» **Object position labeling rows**
* Begin *

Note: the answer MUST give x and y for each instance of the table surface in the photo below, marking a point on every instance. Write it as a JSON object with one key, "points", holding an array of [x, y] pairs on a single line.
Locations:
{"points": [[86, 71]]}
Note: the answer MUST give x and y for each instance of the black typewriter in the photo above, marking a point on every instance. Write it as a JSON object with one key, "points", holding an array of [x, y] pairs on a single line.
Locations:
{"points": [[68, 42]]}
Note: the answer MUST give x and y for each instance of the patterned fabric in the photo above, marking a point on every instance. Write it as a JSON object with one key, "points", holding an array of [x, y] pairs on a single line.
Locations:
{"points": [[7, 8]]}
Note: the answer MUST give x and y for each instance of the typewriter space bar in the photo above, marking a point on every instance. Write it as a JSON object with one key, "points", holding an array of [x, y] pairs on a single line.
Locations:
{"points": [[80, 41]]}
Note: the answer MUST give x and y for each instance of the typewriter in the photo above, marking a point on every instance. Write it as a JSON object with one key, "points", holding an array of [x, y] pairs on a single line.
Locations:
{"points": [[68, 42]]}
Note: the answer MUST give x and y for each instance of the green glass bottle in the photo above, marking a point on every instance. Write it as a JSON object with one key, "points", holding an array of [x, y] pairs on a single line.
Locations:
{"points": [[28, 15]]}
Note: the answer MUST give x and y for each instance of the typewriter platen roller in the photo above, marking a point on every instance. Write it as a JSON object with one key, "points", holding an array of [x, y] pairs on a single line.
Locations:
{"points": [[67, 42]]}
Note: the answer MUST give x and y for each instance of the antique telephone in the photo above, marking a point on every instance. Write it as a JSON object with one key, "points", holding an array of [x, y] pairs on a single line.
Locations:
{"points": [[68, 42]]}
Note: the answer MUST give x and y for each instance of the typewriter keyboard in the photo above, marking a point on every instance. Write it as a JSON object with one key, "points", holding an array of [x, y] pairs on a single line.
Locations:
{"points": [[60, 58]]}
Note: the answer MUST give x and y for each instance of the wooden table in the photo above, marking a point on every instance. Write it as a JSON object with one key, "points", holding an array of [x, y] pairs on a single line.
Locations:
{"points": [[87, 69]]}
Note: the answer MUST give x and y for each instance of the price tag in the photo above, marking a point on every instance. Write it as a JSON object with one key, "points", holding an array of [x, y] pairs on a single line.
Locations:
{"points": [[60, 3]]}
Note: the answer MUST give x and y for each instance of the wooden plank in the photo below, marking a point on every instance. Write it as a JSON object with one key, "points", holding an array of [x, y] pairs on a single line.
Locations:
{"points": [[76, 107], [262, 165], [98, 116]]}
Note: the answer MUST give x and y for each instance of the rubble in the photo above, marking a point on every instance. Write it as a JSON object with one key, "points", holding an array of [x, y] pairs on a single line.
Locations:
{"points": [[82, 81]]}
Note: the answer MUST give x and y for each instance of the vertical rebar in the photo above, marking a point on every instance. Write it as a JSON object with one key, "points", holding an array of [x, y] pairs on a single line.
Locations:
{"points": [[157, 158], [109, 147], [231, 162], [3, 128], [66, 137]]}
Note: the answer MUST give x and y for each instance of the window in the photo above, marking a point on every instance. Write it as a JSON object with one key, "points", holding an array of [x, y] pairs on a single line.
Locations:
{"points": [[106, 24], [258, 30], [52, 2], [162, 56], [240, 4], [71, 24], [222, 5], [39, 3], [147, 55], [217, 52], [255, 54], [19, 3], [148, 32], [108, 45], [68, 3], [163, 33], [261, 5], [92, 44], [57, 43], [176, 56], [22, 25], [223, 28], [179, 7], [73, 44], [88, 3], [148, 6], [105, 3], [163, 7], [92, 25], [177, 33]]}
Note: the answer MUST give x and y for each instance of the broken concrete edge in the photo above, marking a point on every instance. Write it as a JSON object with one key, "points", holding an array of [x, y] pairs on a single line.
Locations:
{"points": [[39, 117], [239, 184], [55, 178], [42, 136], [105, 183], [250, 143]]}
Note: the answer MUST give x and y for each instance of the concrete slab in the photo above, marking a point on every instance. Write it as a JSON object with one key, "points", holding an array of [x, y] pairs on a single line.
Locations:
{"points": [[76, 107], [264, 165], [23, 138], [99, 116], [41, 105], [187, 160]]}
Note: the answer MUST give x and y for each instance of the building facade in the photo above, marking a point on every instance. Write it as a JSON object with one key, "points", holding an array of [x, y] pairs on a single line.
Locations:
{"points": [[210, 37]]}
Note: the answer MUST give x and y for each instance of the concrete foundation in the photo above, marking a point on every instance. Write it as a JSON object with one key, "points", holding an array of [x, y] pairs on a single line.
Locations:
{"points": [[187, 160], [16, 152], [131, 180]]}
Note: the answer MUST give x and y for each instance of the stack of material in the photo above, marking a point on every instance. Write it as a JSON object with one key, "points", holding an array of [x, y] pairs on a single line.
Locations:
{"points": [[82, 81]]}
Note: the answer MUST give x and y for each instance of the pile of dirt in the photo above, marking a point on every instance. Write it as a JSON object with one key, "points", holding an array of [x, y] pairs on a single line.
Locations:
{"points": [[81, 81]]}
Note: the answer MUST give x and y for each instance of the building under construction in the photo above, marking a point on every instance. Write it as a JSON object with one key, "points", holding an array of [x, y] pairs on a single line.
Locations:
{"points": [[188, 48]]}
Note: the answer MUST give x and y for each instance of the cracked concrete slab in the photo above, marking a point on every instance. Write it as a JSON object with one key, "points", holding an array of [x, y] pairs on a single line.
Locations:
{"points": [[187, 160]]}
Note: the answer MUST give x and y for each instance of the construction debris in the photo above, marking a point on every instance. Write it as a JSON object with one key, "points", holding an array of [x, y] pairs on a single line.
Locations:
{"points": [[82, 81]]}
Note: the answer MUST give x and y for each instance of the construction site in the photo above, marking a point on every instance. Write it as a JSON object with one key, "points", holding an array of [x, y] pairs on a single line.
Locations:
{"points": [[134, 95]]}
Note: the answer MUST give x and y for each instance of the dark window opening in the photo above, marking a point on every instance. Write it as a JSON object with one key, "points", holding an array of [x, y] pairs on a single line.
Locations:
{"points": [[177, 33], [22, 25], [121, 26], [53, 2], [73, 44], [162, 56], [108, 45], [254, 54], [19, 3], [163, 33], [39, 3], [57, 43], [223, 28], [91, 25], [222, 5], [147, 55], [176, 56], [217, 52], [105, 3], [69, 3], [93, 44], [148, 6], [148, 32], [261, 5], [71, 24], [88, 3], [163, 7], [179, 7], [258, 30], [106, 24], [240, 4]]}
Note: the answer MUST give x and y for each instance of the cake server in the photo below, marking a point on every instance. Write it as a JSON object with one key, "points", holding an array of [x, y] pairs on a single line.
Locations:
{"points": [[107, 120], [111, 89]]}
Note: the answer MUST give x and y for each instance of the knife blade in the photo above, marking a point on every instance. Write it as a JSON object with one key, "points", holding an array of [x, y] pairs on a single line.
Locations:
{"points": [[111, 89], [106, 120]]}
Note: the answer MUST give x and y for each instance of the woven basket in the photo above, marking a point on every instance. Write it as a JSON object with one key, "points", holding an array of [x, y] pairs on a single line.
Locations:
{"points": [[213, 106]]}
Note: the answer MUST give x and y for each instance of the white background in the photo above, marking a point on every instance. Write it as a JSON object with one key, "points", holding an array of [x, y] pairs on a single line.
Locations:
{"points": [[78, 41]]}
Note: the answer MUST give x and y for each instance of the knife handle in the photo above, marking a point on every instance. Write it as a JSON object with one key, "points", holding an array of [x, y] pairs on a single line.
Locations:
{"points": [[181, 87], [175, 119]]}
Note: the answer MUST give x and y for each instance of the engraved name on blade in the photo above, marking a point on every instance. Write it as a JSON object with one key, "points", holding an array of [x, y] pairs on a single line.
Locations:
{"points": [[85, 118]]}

* End *
* Begin *

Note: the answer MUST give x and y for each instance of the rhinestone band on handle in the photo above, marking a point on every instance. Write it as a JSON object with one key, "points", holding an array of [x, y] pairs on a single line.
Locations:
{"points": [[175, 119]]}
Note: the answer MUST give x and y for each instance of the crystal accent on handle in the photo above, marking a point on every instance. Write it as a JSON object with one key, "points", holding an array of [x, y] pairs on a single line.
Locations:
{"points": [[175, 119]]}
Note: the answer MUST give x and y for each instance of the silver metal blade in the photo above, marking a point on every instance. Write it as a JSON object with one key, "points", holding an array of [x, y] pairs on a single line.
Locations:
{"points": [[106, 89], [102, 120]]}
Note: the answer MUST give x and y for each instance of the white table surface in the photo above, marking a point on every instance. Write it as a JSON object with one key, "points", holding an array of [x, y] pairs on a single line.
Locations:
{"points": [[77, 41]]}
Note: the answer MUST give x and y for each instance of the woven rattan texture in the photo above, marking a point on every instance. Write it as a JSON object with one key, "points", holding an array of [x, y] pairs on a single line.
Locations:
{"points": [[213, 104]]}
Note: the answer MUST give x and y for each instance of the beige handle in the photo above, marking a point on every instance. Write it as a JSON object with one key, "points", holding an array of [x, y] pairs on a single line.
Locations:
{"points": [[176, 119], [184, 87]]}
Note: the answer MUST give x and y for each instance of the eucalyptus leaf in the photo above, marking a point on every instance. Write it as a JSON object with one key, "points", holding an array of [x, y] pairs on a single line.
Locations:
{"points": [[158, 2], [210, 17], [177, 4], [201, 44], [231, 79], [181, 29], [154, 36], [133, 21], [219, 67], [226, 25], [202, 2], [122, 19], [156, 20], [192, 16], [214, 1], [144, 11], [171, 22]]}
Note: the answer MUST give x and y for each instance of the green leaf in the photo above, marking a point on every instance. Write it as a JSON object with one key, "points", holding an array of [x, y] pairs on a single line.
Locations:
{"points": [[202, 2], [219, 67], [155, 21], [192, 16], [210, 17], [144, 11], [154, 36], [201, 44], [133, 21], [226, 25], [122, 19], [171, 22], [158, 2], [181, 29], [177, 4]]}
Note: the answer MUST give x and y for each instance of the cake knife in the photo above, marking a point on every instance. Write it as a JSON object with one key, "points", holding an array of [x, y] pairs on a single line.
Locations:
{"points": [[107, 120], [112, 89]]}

* End *

» **BRIEF**
Which rows contain the word "window"? Pull out each one and copy it in full.

» **TASK RESPONSE**
Note: the answer MUST give x and y for each instance of the window in the photo above, marking a point on every instance. Write it as a JSON object with one key, "points", holding an array of [x, y] pairs on a single line.
Note: the answer MUST give x and y for each instance of the dark window opening in the photo above, marking a point on every instance. Write it as a JSON object with one key, "points", holding an array of [x, y] pairs on a single line.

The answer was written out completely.